TASK DESCRIPTION:
Copy out every one of the lines below word for word, omitting the pictures.

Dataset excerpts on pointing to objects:
▼

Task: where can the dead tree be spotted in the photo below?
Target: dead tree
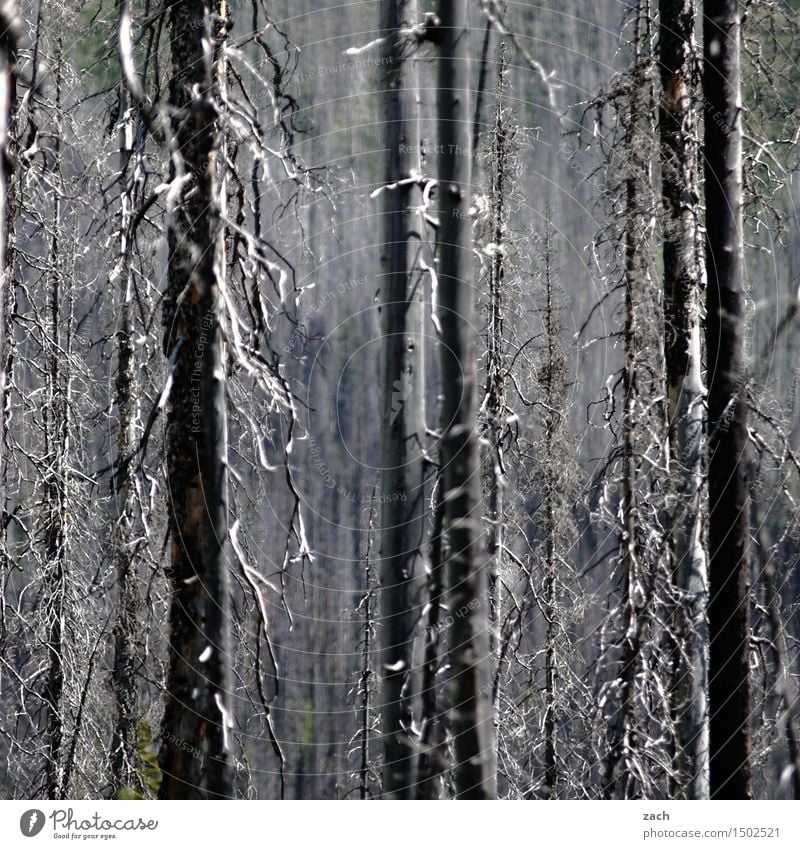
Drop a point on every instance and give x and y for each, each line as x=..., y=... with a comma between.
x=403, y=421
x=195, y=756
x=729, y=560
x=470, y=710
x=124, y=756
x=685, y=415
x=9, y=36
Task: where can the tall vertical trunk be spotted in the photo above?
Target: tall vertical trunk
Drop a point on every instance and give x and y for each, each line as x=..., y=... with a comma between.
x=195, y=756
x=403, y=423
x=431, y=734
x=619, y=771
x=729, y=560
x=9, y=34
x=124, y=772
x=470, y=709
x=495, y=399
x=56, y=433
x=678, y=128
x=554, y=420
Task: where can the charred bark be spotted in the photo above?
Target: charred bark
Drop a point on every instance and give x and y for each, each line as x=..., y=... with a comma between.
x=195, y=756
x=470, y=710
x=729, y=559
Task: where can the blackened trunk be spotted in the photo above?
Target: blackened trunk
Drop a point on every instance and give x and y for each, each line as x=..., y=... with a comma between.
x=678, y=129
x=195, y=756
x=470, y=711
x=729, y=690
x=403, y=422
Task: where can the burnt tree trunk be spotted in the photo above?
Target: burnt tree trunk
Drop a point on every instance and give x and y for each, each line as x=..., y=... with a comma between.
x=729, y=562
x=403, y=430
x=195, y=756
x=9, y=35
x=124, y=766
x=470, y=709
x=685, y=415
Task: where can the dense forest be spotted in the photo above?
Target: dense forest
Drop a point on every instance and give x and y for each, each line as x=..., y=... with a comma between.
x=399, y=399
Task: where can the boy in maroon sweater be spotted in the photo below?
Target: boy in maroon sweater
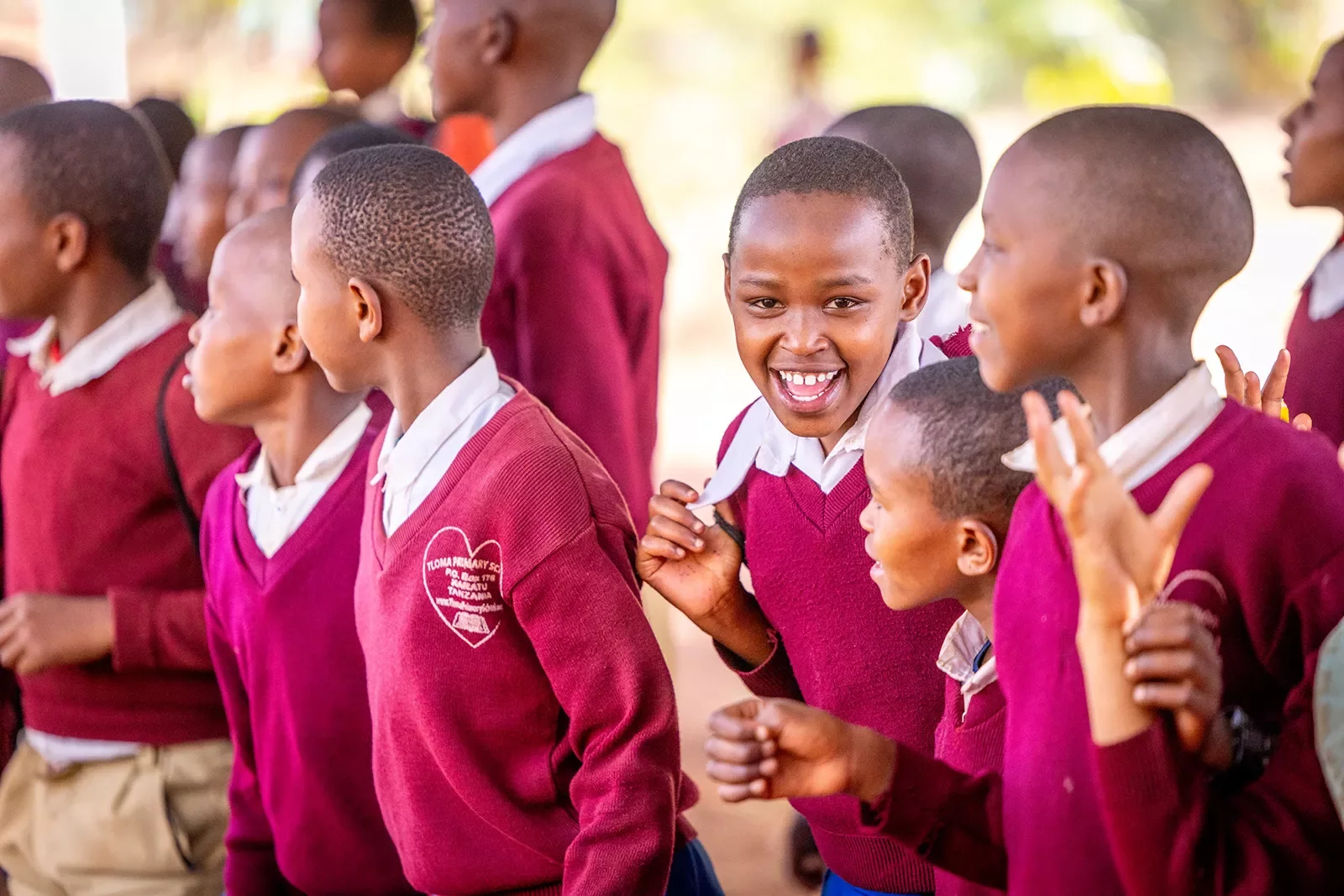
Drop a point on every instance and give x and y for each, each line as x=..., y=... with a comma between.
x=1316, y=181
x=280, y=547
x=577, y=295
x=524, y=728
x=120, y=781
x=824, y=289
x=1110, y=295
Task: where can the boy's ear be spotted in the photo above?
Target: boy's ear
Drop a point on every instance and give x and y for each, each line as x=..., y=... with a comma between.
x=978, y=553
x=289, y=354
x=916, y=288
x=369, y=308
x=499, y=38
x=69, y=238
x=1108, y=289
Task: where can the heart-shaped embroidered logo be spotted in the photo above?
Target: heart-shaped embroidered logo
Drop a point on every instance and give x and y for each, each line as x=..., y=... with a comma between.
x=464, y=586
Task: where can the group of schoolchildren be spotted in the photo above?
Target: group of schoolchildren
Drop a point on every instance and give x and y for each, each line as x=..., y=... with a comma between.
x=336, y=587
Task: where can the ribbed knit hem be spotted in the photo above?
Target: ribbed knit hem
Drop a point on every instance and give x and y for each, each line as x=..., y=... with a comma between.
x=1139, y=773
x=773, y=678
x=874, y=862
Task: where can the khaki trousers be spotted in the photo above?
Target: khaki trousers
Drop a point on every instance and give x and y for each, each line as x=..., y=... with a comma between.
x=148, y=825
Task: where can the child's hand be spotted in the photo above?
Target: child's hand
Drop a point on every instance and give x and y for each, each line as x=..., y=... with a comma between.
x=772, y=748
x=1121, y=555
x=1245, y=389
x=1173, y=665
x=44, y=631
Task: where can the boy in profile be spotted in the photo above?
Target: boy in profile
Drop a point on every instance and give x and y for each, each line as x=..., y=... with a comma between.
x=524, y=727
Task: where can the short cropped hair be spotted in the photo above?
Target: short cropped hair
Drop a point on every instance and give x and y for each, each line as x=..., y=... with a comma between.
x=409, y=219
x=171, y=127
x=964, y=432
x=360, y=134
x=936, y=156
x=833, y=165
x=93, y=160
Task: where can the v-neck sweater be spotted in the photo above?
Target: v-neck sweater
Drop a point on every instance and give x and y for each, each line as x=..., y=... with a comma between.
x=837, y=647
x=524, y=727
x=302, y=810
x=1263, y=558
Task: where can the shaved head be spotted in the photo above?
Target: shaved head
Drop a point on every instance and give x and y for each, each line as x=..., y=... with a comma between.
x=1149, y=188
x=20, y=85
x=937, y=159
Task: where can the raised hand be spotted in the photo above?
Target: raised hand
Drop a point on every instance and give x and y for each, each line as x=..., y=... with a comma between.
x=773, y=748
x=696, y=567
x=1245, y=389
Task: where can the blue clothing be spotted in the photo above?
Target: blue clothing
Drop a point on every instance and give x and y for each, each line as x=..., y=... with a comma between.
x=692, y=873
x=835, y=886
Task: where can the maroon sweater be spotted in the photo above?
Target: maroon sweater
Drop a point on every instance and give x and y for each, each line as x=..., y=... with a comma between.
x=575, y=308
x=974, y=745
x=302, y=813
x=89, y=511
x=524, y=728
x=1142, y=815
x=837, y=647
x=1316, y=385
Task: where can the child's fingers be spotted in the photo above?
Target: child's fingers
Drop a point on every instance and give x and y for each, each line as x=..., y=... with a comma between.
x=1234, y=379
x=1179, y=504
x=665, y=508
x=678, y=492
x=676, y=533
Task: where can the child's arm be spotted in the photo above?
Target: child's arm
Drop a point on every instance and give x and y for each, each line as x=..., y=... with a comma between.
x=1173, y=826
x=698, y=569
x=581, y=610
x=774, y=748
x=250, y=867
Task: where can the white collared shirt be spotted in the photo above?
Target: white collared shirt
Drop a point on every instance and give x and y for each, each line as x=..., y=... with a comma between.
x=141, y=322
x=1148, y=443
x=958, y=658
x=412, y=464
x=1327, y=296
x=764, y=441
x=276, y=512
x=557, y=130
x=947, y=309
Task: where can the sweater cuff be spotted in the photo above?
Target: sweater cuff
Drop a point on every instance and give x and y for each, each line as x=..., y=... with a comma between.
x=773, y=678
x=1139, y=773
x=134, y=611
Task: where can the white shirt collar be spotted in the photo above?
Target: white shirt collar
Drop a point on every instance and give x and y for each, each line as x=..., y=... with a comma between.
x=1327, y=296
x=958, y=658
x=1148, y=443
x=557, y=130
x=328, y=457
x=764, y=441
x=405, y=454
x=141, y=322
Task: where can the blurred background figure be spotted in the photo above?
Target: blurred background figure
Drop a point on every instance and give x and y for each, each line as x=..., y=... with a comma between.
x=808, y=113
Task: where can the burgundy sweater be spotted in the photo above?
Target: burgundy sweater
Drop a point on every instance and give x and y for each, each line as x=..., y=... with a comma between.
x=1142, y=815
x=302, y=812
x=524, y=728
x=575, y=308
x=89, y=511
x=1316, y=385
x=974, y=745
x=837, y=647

▲

OUTPUT OF THE EXERCISE:
Task: where can the dead tree be spotted in the photo below?
Target: dead tree
Drop a point on every instance and give x and y for each, each line as x=..., y=... with a comma between.
x=403, y=421
x=195, y=756
x=729, y=560
x=470, y=710
x=124, y=756
x=685, y=415
x=9, y=36
Task: where can the tall vertical trunk be spotted in the photo above?
Target: tall vertical trunk
Drop a point on every instance and give x and y for each, each line as x=..., y=... with a comma between.
x=195, y=756
x=403, y=423
x=431, y=734
x=619, y=771
x=729, y=560
x=9, y=34
x=124, y=772
x=470, y=709
x=495, y=399
x=56, y=433
x=678, y=128
x=554, y=420
Task: where can the charred bark be spotted in the photo above?
Target: charred bark
Drop a point on every instance and give x and y for each, each line as x=..., y=... with a comma between.
x=195, y=756
x=470, y=710
x=729, y=559
Task: where can the blackened trunk be spotted in the photo above?
Target: blackened trunk
Drop a point on every instance and give x and y for each, each line as x=..., y=... with a comma between.
x=678, y=129
x=195, y=756
x=470, y=711
x=729, y=690
x=403, y=422
Task: where can the burnt tree trunk be spotted in the photo above?
Target: burnt tree trunk
Drop a point on every instance and give x and y for each, each line as x=..., y=... with a comma between.
x=729, y=562
x=403, y=430
x=195, y=756
x=9, y=35
x=124, y=766
x=470, y=709
x=685, y=415
Task: where can the dense forest be spotted in the photo above?
Target: dense forest
Drop a point on every instance and give x and y for each, each line as x=..., y=... with a comma between.
x=399, y=399
Task: where can the boy in maroon sweater be spotted in the photo below?
Target: boy in maroon sweater
Drop a point on every instance and give x and y for each, each line as x=..., y=... with a comma between.
x=1316, y=181
x=280, y=547
x=577, y=295
x=524, y=728
x=120, y=781
x=824, y=289
x=1110, y=295
Task: where can the boy's ear be spotted in the photo above?
Target: boy's ear
Drop a point on every instance and give x and y for each, each line as x=..., y=... with a comma between.
x=978, y=553
x=289, y=354
x=916, y=288
x=369, y=308
x=499, y=38
x=69, y=238
x=1108, y=289
Task: where can the heart-shaped embroidered logo be spotted in the photo above?
Target: heart-shaped embroidered logo
Drop a point on every instance and give x and y for each, each line as x=..., y=... with a comma between.
x=464, y=586
Task: where can the group of schoolchildren be spotted in the photo above?
Target: group of schoolchildren
Drop a point on every instance and give x and y for each, each line as x=..., y=... with a comma between.
x=336, y=587
Task: where can the ribbed knit hem be spotted in the photo above?
Target: ribbed knit hem
Drop a point on every instance and give x and y for each, each line as x=..., y=... with a comma between.
x=1139, y=773
x=773, y=678
x=874, y=862
Task: where can the khaki trousers be spotted in the photo above?
Target: khaki trousers
Drop a point on every instance and give x and y for each, each line as x=..., y=... with a comma between.
x=148, y=825
Task: where can the child's hand be spotted in the photo above?
Target: child's hand
Drop a point on every instance and give x and y for each, each line as x=..., y=... with a comma between.
x=772, y=748
x=1121, y=555
x=1245, y=389
x=1173, y=665
x=44, y=631
Task: where can the boy in profile be spotted in the photo above?
Target: boy in profile
Drop a point on every instance and give x and y for each, each line as x=..., y=... with a comma between.
x=524, y=727
Task: where can the short cropped hair be spotted in the photo above?
Target: short cropped hair
Drop a point on every instance and give x and y for each, each line as x=..., y=... with a comma between.
x=409, y=219
x=171, y=127
x=964, y=432
x=360, y=134
x=936, y=156
x=833, y=165
x=93, y=160
Task: where can the v-neck sweater be spotted in the photo above?
Target: v-neck sweater
Drop a point on every instance and give x and y for each, each line as x=..., y=... with a comma between.
x=837, y=647
x=524, y=727
x=302, y=810
x=1263, y=558
Task: where can the shaved head be spotted in the photo above?
Target: shaved head
Drop a point on every instance and give x and y for each, each line as x=..., y=... with a comma between.
x=1149, y=188
x=20, y=85
x=937, y=159
Task: where can the raised hand be spotted in the photo above?
Target: raised hand
Drop a point on every instance and give x and y for each, each line as x=..., y=... with a comma between.
x=773, y=748
x=696, y=567
x=1245, y=389
Task: where can the blue clothing be spotted in the photo above?
Target: blue clothing
Drop a point on every instance and give x and y for each, each line as x=..., y=... with a comma between.
x=692, y=873
x=835, y=886
Task: where can the maroon sweater be spotted in the photo above?
Target: maroon sweater
Drop a point on every instance and give x and y for each, each line as x=..., y=... with a comma between.
x=575, y=308
x=974, y=745
x=302, y=813
x=89, y=511
x=524, y=728
x=1142, y=815
x=837, y=647
x=1316, y=385
Task: where can the child's fingers be spotted in the photo above?
Target: child's fingers
Drop a point on every instance and give x and y for each, each line as x=..., y=... with a comma between.
x=1234, y=379
x=1179, y=504
x=665, y=508
x=678, y=492
x=676, y=533
Task: where can the child's arm be spotted in the photo above?
Target: child's arm
Drop a point on every instance and give x and y for each, each line as x=..., y=... with a comma between.
x=1173, y=826
x=698, y=569
x=581, y=610
x=774, y=748
x=250, y=867
Task: where can the white collared shirt be spotted in the photo above?
Target: white collared shirt
Drop a point on every instance and give x and y for each, each line as x=..., y=... with a comma between.
x=141, y=322
x=1148, y=443
x=958, y=658
x=412, y=464
x=1327, y=296
x=764, y=441
x=276, y=512
x=557, y=130
x=947, y=309
Task: where can the sweater cuff be spotted in the photo above?
Target: sweater cuff
Drop a point on every instance and give x and y for each, each line as x=..., y=... with a comma between.
x=773, y=678
x=1139, y=773
x=134, y=611
Task: where can the white shirt collar be spotted in the photo above?
Target: white shirt collar
Drop a point on every instance and give x and y for each, each line as x=..., y=... with a comma between.
x=1327, y=296
x=958, y=658
x=1148, y=443
x=557, y=130
x=328, y=457
x=764, y=441
x=405, y=454
x=141, y=322
Task: where can the blurred background figure be spotted in the photo above?
Target: blurred background figure
Drop a point on every instance and give x and y for each, each line as x=..., y=... with a comma between.
x=808, y=113
Task: where can the burgundy sweater be spotted in the photo above?
Target: burgundy sweater
Drop a point on every instance and give x and y for each, each line as x=..., y=... with a comma between.
x=1142, y=815
x=302, y=812
x=524, y=728
x=575, y=308
x=89, y=511
x=1316, y=385
x=974, y=745
x=837, y=647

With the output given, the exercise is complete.